THE PROBLEM. Please retype the records below exactly, from the first line down to and including the line with "Target: white pitch line".

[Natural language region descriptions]
--------------------------------------------------
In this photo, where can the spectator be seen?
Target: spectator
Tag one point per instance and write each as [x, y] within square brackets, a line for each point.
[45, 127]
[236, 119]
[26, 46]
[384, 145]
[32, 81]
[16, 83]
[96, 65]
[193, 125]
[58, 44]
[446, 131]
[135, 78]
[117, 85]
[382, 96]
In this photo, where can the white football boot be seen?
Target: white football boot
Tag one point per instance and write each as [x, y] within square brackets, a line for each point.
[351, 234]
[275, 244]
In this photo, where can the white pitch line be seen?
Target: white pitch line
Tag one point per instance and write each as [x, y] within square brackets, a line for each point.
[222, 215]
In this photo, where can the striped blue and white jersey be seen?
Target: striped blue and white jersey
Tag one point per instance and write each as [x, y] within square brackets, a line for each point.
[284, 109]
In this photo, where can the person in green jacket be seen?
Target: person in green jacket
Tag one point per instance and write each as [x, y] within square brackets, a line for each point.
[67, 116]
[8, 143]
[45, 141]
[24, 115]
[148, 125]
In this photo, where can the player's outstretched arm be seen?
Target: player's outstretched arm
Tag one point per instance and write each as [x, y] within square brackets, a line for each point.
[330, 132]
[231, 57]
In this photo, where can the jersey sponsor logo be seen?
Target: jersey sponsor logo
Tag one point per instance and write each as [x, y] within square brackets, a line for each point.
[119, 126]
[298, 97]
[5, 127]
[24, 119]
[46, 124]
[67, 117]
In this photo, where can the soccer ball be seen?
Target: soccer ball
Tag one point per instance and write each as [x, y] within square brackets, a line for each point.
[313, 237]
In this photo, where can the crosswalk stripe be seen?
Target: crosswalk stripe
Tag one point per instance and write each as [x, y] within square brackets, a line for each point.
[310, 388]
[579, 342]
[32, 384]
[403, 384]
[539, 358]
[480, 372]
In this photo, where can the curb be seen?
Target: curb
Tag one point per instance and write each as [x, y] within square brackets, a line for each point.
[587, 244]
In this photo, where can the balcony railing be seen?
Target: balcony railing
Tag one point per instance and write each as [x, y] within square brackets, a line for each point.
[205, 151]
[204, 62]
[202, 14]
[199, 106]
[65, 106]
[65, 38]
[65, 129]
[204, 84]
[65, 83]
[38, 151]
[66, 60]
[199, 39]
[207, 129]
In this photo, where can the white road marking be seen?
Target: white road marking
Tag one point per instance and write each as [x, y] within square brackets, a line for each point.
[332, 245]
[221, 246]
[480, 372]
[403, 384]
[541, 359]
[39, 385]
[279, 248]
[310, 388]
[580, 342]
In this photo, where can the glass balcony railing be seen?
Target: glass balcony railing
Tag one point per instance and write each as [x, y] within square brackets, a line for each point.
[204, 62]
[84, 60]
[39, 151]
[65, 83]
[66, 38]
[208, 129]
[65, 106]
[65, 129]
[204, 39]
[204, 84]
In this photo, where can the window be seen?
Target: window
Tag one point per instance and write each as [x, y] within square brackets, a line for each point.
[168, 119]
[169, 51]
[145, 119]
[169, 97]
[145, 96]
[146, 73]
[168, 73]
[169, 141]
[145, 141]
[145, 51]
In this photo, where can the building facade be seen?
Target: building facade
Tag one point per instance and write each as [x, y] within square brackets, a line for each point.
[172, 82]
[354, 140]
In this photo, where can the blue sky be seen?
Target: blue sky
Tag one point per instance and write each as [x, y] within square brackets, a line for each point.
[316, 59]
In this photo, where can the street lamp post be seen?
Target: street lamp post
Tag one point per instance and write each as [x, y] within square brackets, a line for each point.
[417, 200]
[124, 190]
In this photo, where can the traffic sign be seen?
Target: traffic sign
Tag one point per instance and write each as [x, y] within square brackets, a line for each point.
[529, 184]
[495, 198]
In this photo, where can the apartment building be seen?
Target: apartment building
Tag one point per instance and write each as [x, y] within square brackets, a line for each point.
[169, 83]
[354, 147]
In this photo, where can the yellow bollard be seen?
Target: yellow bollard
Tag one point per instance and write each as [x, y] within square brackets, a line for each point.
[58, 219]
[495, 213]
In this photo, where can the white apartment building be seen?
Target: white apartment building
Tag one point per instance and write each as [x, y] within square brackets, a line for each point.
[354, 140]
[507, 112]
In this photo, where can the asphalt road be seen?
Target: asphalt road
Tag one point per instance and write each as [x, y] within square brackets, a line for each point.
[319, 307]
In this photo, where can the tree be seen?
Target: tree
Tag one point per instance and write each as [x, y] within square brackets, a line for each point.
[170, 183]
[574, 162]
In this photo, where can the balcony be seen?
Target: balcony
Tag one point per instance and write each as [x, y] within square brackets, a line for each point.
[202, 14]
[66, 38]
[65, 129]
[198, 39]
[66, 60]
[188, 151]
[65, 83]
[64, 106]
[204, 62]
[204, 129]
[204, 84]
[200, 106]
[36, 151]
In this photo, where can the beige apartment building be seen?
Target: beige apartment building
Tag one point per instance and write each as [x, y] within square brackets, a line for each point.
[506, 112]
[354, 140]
--------------------------------------------------
EXERCISE ANSWER.
In this photo, where can the spectator be seen?
Target: spectator
Tag one point per instance and write each as [x, y] within square brackets, a line for each point.
[45, 127]
[236, 119]
[26, 46]
[384, 145]
[32, 81]
[16, 83]
[96, 65]
[193, 125]
[58, 44]
[446, 131]
[135, 78]
[117, 85]
[382, 96]
In this photo, where can the white football boot be seen?
Target: white football boot
Tag one point per instance and write each as [x, y] within square brackets, a line for each point.
[351, 234]
[275, 244]
In this photo, where can the white pitch line be seen?
Target: white pitch line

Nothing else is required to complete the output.